ENTRIES PROVIDED

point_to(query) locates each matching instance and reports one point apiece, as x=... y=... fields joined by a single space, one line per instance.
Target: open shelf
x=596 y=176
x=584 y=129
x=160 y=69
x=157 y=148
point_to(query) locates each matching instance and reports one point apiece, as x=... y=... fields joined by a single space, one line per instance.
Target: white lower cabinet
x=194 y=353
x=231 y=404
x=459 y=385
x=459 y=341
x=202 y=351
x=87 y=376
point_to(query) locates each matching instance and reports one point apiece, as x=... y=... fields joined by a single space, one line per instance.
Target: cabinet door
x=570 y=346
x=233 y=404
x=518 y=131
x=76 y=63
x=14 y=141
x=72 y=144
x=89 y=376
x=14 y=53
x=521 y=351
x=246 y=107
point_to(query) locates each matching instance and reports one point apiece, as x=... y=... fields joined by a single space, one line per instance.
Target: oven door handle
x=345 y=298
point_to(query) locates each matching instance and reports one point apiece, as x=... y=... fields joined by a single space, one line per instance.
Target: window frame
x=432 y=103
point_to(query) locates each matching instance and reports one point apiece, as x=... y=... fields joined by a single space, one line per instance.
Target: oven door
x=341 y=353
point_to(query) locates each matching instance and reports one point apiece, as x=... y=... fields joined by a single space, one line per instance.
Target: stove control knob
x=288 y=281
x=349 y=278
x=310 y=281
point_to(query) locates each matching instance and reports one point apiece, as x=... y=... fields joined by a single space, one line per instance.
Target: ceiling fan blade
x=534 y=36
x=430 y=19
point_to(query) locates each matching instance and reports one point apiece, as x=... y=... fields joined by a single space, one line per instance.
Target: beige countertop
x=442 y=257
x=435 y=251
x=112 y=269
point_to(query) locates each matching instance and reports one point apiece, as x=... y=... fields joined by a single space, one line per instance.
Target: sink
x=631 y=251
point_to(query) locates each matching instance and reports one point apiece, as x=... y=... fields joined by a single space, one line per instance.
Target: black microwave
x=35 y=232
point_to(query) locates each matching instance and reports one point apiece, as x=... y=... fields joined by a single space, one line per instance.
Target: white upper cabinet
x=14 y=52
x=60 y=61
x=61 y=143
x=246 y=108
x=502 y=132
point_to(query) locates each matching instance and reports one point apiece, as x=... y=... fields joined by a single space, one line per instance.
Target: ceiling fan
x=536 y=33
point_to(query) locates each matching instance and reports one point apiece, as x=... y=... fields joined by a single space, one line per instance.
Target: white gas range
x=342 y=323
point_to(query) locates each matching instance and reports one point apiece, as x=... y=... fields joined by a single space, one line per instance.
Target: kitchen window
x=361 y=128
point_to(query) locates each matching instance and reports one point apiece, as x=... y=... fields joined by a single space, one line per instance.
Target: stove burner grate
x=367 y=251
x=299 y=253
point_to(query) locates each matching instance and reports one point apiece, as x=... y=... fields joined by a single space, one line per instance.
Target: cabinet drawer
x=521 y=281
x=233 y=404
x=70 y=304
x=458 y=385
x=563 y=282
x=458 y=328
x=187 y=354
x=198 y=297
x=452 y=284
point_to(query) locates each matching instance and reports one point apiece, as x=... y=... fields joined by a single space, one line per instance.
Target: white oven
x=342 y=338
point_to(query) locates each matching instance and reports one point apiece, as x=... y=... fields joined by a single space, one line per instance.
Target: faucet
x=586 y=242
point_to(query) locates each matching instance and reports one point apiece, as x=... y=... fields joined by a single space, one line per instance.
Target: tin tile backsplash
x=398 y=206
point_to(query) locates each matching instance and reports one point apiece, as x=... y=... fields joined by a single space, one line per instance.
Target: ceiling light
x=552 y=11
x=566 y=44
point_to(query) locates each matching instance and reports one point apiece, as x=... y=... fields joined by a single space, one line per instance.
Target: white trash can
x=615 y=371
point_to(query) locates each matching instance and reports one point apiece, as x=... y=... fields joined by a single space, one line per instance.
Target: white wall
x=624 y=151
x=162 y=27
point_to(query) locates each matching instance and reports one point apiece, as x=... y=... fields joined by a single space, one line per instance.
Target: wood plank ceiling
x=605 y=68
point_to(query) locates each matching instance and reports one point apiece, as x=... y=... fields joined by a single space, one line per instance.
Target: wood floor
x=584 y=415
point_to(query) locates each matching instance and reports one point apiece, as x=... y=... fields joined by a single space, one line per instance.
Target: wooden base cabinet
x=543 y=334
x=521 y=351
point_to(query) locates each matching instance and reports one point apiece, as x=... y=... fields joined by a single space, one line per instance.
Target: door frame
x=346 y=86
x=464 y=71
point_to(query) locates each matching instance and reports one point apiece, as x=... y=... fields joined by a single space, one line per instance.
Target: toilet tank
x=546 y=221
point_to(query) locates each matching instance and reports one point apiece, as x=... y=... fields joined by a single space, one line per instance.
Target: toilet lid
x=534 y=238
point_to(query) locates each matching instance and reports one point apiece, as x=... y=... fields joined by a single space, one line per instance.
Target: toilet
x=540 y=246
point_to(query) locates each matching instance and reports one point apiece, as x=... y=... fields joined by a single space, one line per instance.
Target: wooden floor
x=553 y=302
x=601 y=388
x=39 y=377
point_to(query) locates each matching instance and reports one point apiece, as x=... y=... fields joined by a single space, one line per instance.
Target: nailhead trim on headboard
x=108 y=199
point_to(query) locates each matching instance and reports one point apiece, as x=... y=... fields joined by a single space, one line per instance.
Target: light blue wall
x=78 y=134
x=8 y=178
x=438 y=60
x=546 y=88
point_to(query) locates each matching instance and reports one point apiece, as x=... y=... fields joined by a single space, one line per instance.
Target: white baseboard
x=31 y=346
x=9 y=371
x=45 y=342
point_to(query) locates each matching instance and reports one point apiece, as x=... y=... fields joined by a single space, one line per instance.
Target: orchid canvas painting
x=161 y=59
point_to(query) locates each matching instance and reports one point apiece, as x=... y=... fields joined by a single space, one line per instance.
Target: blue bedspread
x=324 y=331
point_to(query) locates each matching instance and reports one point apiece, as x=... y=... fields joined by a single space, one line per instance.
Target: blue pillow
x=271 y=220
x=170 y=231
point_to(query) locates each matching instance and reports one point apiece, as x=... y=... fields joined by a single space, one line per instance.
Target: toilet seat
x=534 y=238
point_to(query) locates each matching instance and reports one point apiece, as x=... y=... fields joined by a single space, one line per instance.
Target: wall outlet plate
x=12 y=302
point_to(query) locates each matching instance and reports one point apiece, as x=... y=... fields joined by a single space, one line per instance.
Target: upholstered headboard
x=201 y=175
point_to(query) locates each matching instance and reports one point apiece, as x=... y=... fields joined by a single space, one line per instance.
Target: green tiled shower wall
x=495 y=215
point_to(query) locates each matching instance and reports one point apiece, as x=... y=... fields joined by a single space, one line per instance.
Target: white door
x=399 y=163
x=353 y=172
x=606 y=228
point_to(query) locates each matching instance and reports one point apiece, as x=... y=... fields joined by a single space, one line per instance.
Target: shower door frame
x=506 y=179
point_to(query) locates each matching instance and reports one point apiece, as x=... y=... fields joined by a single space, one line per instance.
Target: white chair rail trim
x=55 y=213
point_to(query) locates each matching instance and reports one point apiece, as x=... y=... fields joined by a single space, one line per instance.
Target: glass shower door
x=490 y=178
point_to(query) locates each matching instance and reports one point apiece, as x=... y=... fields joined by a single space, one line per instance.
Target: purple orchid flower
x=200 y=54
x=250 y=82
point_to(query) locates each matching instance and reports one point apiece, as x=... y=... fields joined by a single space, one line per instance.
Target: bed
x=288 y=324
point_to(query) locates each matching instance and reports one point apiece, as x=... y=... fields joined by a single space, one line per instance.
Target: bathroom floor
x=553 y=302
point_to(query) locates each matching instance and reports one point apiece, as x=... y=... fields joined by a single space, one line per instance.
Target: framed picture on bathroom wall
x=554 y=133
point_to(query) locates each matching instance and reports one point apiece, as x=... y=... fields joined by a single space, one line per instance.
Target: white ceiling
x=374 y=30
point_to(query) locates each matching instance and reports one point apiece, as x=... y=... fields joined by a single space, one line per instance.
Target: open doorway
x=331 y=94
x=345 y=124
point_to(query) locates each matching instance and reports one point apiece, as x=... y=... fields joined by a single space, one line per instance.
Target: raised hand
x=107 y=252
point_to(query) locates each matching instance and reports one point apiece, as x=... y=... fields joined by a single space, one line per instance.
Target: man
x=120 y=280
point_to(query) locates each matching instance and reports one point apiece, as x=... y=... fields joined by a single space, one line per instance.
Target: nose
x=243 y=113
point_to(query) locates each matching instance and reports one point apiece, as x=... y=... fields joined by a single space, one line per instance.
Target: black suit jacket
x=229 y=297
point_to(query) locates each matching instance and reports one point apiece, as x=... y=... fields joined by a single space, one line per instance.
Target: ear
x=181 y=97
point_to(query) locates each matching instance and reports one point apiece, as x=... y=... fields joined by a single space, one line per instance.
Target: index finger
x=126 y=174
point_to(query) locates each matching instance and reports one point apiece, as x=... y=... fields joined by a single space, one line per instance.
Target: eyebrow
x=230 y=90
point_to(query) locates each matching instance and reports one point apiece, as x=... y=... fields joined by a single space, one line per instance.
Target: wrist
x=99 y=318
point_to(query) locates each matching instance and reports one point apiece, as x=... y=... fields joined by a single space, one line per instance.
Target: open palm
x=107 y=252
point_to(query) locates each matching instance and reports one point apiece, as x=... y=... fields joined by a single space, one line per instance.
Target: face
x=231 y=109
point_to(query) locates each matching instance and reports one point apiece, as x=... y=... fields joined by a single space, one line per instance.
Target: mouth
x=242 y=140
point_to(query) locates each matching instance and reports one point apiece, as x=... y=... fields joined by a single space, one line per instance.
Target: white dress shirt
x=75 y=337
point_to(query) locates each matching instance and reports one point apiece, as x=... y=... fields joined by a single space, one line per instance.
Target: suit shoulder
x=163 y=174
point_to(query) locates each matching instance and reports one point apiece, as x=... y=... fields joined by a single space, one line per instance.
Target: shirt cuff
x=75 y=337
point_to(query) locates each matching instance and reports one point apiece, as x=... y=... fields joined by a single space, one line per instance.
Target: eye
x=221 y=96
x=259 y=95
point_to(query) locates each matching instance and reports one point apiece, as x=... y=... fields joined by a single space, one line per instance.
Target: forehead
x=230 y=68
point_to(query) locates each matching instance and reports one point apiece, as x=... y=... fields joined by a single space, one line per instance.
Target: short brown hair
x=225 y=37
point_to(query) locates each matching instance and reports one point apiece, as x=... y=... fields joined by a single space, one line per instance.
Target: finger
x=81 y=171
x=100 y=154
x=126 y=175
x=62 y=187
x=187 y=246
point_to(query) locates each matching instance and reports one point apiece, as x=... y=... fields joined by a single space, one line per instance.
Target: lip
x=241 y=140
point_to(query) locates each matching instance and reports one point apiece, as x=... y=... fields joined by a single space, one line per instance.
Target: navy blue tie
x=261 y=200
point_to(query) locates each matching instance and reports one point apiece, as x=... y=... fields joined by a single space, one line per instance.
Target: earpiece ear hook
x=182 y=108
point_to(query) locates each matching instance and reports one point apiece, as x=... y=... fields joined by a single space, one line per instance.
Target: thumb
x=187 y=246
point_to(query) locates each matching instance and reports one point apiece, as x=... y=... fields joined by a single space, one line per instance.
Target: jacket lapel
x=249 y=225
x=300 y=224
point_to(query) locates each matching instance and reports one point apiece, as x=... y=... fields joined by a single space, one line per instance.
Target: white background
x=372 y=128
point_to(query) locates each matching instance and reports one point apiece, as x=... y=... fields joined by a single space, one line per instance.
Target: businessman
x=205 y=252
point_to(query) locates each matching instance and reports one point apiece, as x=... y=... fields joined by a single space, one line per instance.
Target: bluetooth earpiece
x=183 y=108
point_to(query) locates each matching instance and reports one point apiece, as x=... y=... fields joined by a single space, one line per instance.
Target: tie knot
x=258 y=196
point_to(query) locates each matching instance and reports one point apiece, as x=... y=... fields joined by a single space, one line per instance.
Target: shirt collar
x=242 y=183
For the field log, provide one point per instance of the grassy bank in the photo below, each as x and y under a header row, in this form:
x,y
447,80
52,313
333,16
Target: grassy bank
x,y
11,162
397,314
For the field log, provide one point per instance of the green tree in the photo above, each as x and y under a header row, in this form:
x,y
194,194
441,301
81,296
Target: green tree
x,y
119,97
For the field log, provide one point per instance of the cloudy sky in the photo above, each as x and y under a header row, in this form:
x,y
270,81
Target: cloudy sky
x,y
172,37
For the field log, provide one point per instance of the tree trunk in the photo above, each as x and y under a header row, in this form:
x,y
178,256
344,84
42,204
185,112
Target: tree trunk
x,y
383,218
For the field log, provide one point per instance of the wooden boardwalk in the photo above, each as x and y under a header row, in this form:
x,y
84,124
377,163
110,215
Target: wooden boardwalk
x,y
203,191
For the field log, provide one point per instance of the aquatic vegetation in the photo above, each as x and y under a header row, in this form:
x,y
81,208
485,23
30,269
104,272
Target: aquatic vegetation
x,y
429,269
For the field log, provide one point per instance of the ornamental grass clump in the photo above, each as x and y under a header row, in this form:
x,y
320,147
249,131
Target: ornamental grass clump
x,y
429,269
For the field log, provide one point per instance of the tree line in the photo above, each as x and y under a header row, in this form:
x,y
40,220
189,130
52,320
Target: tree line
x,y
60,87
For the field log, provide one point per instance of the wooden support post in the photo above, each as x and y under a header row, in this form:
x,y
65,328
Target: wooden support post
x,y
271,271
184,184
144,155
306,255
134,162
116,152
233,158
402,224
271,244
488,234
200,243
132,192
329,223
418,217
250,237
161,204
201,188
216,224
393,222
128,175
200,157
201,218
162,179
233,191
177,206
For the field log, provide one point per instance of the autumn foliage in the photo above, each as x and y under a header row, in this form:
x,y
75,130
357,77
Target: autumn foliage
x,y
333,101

ASSIGNMENT
If a line of the data contains "above", it counts; report the number of such lines and nothing else.

RESULT FOR THIS TASK
9